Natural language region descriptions
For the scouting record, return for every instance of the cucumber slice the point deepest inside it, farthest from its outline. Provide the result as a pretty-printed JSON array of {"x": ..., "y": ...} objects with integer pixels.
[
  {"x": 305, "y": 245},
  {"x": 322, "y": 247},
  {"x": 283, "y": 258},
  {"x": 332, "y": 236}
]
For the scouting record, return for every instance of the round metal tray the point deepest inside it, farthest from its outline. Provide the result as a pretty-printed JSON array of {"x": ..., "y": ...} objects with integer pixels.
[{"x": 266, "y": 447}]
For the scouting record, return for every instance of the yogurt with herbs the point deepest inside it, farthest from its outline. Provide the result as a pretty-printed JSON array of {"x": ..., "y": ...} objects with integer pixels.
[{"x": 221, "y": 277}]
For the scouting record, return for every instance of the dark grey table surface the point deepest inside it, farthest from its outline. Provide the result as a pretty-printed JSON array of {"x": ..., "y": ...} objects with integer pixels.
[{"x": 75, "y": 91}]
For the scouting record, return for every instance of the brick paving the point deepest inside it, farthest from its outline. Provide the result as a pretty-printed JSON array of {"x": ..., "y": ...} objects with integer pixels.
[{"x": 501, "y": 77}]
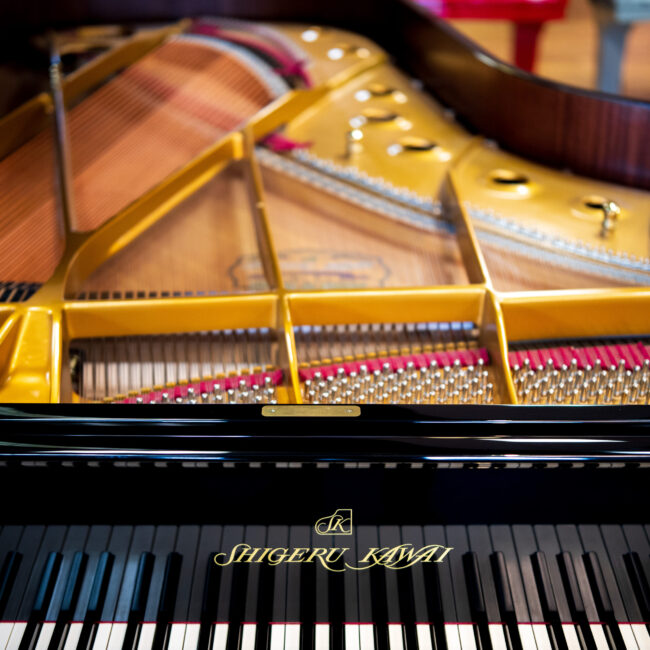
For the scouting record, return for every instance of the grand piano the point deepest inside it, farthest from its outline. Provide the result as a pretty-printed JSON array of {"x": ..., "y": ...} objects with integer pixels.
[{"x": 320, "y": 329}]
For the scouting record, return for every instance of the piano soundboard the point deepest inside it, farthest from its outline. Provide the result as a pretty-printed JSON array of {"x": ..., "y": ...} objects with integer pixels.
[
  {"x": 292, "y": 358},
  {"x": 232, "y": 212}
]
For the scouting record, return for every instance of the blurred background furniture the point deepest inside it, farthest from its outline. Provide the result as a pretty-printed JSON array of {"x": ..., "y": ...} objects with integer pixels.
[
  {"x": 615, "y": 17},
  {"x": 528, "y": 17}
]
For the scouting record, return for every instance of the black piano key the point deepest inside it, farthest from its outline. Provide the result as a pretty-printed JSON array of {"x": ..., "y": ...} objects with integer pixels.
[
  {"x": 371, "y": 610},
  {"x": 336, "y": 586},
  {"x": 278, "y": 537},
  {"x": 571, "y": 543},
  {"x": 186, "y": 546},
  {"x": 405, "y": 588},
  {"x": 253, "y": 629},
  {"x": 202, "y": 603},
  {"x": 350, "y": 583},
  {"x": 548, "y": 544},
  {"x": 325, "y": 631},
  {"x": 40, "y": 584},
  {"x": 608, "y": 592},
  {"x": 167, "y": 599},
  {"x": 573, "y": 630},
  {"x": 8, "y": 576},
  {"x": 232, "y": 585},
  {"x": 504, "y": 597},
  {"x": 299, "y": 595},
  {"x": 298, "y": 538},
  {"x": 28, "y": 547},
  {"x": 11, "y": 558},
  {"x": 209, "y": 540},
  {"x": 526, "y": 546},
  {"x": 475, "y": 595},
  {"x": 603, "y": 634},
  {"x": 442, "y": 584},
  {"x": 571, "y": 587},
  {"x": 141, "y": 586},
  {"x": 182, "y": 635},
  {"x": 639, "y": 566},
  {"x": 457, "y": 538},
  {"x": 46, "y": 587},
  {"x": 264, "y": 595},
  {"x": 372, "y": 586},
  {"x": 416, "y": 600},
  {"x": 73, "y": 626},
  {"x": 99, "y": 588},
  {"x": 137, "y": 574},
  {"x": 72, "y": 587},
  {"x": 72, "y": 564},
  {"x": 321, "y": 609},
  {"x": 434, "y": 601},
  {"x": 502, "y": 540},
  {"x": 118, "y": 545},
  {"x": 481, "y": 544},
  {"x": 163, "y": 544},
  {"x": 140, "y": 543},
  {"x": 617, "y": 547},
  {"x": 639, "y": 582},
  {"x": 96, "y": 597}
]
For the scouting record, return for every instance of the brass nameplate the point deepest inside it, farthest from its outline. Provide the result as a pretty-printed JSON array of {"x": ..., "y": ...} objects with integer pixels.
[{"x": 311, "y": 411}]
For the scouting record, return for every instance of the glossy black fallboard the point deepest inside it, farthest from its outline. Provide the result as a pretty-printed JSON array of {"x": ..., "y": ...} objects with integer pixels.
[
  {"x": 417, "y": 465},
  {"x": 380, "y": 433}
]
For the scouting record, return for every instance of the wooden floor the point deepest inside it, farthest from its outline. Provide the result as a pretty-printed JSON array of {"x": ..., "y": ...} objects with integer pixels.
[{"x": 567, "y": 48}]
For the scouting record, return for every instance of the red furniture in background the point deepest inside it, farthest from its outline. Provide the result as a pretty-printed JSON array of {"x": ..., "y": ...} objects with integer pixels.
[{"x": 527, "y": 15}]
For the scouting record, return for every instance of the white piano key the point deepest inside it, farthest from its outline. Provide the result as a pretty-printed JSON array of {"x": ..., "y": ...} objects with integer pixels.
[
  {"x": 322, "y": 636},
  {"x": 248, "y": 633},
  {"x": 452, "y": 636},
  {"x": 292, "y": 636},
  {"x": 367, "y": 636},
  {"x": 145, "y": 636},
  {"x": 628, "y": 636},
  {"x": 641, "y": 635},
  {"x": 352, "y": 641},
  {"x": 72, "y": 637},
  {"x": 191, "y": 641},
  {"x": 497, "y": 636},
  {"x": 277, "y": 636},
  {"x": 102, "y": 635},
  {"x": 5, "y": 633},
  {"x": 44, "y": 635},
  {"x": 527, "y": 636},
  {"x": 395, "y": 636},
  {"x": 118, "y": 632},
  {"x": 219, "y": 636},
  {"x": 423, "y": 633},
  {"x": 541, "y": 637},
  {"x": 467, "y": 637},
  {"x": 600, "y": 638},
  {"x": 176, "y": 636},
  {"x": 571, "y": 636}
]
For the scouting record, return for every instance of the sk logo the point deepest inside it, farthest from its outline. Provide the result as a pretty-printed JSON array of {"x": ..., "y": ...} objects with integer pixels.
[{"x": 340, "y": 523}]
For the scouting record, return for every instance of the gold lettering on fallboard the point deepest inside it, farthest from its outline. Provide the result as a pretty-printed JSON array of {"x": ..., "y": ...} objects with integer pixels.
[{"x": 395, "y": 557}]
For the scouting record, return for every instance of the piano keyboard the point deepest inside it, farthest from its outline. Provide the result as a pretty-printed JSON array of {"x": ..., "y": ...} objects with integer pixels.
[
  {"x": 223, "y": 367},
  {"x": 520, "y": 587},
  {"x": 582, "y": 372},
  {"x": 421, "y": 363}
]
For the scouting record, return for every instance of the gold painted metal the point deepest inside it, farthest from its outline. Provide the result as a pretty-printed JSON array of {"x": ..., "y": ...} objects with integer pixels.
[
  {"x": 553, "y": 202},
  {"x": 399, "y": 151},
  {"x": 311, "y": 411},
  {"x": 460, "y": 171}
]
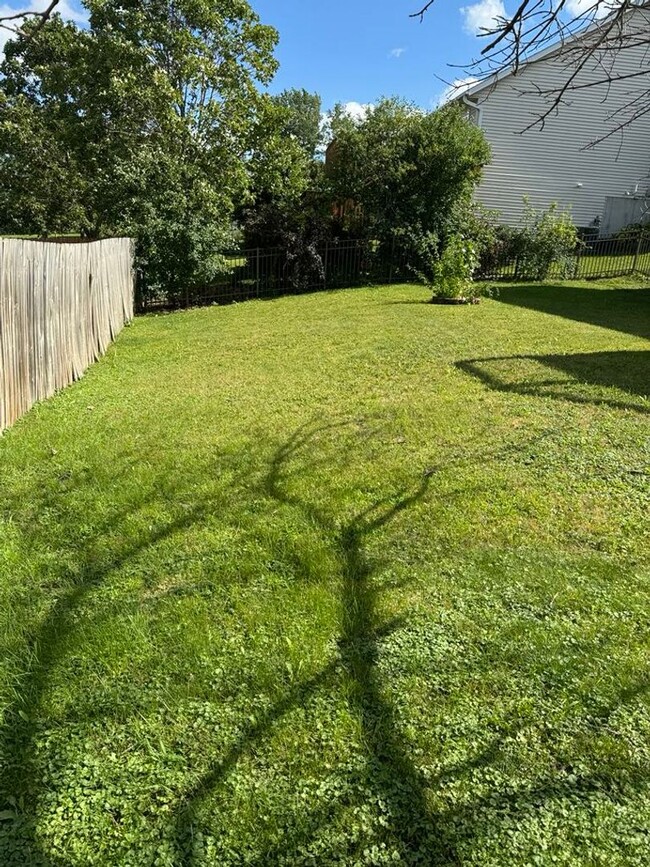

What to do:
Your answer must be an exact repeat of the records above, with no pictures in it.

Answer area:
For the scouting record, return for every instance of the cucumber slice the point deepest inside it, farthest from its outline. Provide the result as a pretty-printed JSON array of {"x": ..., "y": ...} objects with integer pixels.
[
  {"x": 305, "y": 245},
  {"x": 322, "y": 247},
  {"x": 283, "y": 258},
  {"x": 332, "y": 236}
]
For the scouting record, return for every instance of the round metal tray the point deepest inside it, farthest from its outline. Provide the result as a pretty-printed JSON array of {"x": ..., "y": ...} objects with integer pixels.
[{"x": 266, "y": 447}]
For the scouting record, return for every instance of the yogurt with herbs the point deepest inside it, farthest from its outline. Provide the result as a pretty-printed JSON array of {"x": ..., "y": ...} objects with integer pixels.
[{"x": 221, "y": 277}]
For the scouting record, return for every instance of the dark grey table surface the point deepest inside it, farthest from its outline. Provide the result as a pretty-printed JSON array of {"x": ..., "y": ...} objects with integer pixels.
[{"x": 75, "y": 91}]
For the scouting record, return for every instance of the brick paving the point deepest inside it, farthest from its outline. Provide the result as a pretty-printed JSON array of {"x": ..., "y": ...} objects with integer pixels.
[{"x": 501, "y": 77}]
For the scouting record, return for every instance of the grand piano the point deepest inside it, farthest from its outline. Provide the result as a pretty-printed JSON array of {"x": ..., "y": ...} objects with integer pixels.
[{"x": 320, "y": 329}]
For the scouting record, return for every instance of the piano soundboard the point deepest inside it, farthest from its outline. Provide the result as a pretty-printed JSON array of {"x": ..., "y": ...} objects with integer pixels.
[
  {"x": 292, "y": 358},
  {"x": 232, "y": 212}
]
For the scouting record, return for every instance of the blurred background furniture the point deepest inside it, farthest from its outline. Provide the result as a pretty-printed JSON array of {"x": ..., "y": ...} objects with integer pixels.
[
  {"x": 615, "y": 17},
  {"x": 528, "y": 17}
]
For the scouting record, return for every instance of the black piano key the point deepest inside it, farthest from its outline. Provide the result as a pretty-printed JSON array of {"x": ..., "y": ...} objects with integer pixels.
[
  {"x": 371, "y": 610},
  {"x": 336, "y": 586},
  {"x": 278, "y": 537},
  {"x": 571, "y": 543},
  {"x": 186, "y": 546},
  {"x": 405, "y": 588},
  {"x": 253, "y": 629},
  {"x": 202, "y": 603},
  {"x": 350, "y": 583},
  {"x": 548, "y": 544},
  {"x": 325, "y": 631},
  {"x": 40, "y": 584},
  {"x": 608, "y": 592},
  {"x": 167, "y": 599},
  {"x": 573, "y": 630},
  {"x": 8, "y": 576},
  {"x": 232, "y": 585},
  {"x": 504, "y": 597},
  {"x": 299, "y": 595},
  {"x": 298, "y": 538},
  {"x": 28, "y": 547},
  {"x": 11, "y": 558},
  {"x": 209, "y": 540},
  {"x": 526, "y": 546},
  {"x": 475, "y": 595},
  {"x": 603, "y": 634},
  {"x": 442, "y": 584},
  {"x": 571, "y": 587},
  {"x": 141, "y": 586},
  {"x": 182, "y": 635},
  {"x": 639, "y": 566},
  {"x": 457, "y": 538},
  {"x": 46, "y": 587},
  {"x": 264, "y": 595},
  {"x": 372, "y": 586},
  {"x": 416, "y": 600},
  {"x": 73, "y": 626},
  {"x": 99, "y": 588},
  {"x": 137, "y": 574},
  {"x": 72, "y": 587},
  {"x": 72, "y": 564},
  {"x": 321, "y": 609},
  {"x": 434, "y": 601},
  {"x": 502, "y": 540},
  {"x": 118, "y": 545},
  {"x": 481, "y": 544},
  {"x": 163, "y": 544},
  {"x": 140, "y": 543},
  {"x": 617, "y": 547},
  {"x": 639, "y": 582},
  {"x": 96, "y": 597}
]
For the scouting record, return for every instance of the brass nameplate the point deepest inside it, farthest from its outline. Provide the result as a pretty-printed JSON array of {"x": ..., "y": ...} objects with integer pixels.
[{"x": 311, "y": 411}]
For the scouting record, return for every instance of the glossy black fallboard the point deepest inside it, farthest from its outline. Provide the result as a pretty-printed JSON array of {"x": ..., "y": ...} objects with integer pixels.
[
  {"x": 417, "y": 465},
  {"x": 380, "y": 433}
]
For the scouting record, return for every instance of the wooden floor the point deepest inside it, farthest from its outline. Provide the result as a pretty-printed JSON array of {"x": ..., "y": ...} objects with integer pixels.
[{"x": 567, "y": 48}]
For the scouting record, return for every instance of the red furniture in background the point deepest inside it, farthest from its outline. Provide the result as a pretty-printed JSON array of {"x": ..., "y": ...} objects with integer pixels.
[{"x": 527, "y": 15}]
For the scouting record, return for every instance of the white piano key the point deepest inside it, farthest from its outline. Provide the result as a pretty-printed JSON array of {"x": ..., "y": ...} objects with integer pixels.
[
  {"x": 322, "y": 636},
  {"x": 248, "y": 633},
  {"x": 452, "y": 636},
  {"x": 292, "y": 636},
  {"x": 367, "y": 636},
  {"x": 145, "y": 636},
  {"x": 628, "y": 636},
  {"x": 641, "y": 635},
  {"x": 352, "y": 641},
  {"x": 72, "y": 637},
  {"x": 191, "y": 641},
  {"x": 497, "y": 636},
  {"x": 277, "y": 636},
  {"x": 102, "y": 635},
  {"x": 5, "y": 633},
  {"x": 44, "y": 635},
  {"x": 527, "y": 636},
  {"x": 395, "y": 636},
  {"x": 118, "y": 632},
  {"x": 219, "y": 636},
  {"x": 423, "y": 633},
  {"x": 541, "y": 637},
  {"x": 467, "y": 637},
  {"x": 600, "y": 638},
  {"x": 176, "y": 636},
  {"x": 571, "y": 636}
]
For the scouting record, return for every instance of the sk logo the point deepest inside it, farthest from its outline. Provide the result as a pretty-printed JSON array of {"x": ..., "y": ...} objects with integer pixels.
[{"x": 340, "y": 523}]
For the scouting record, return for every instance of the gold lettering on fallboard the point deepest inside it, farthest from its outline. Provide the result as a pretty-printed JSON array of {"x": ..., "y": ...} objects with integer pixels.
[{"x": 395, "y": 557}]
For the scouting record, return for every instance of the piano keyboard the point deepest inside it, farthest from its outline. Provide the result as a pretty-printed JSON array of {"x": ..., "y": ...} objects with integer pixels.
[
  {"x": 223, "y": 367},
  {"x": 520, "y": 587},
  {"x": 582, "y": 372},
  {"x": 421, "y": 363}
]
For the scouting record, return for every instance of the gold painted metal the point deepest inside it, farthest from its outline. Provide the result as a pretty-printed JSON array of {"x": ..., "y": ...} objects with integer pixels.
[
  {"x": 553, "y": 202},
  {"x": 399, "y": 151},
  {"x": 311, "y": 411},
  {"x": 460, "y": 171}
]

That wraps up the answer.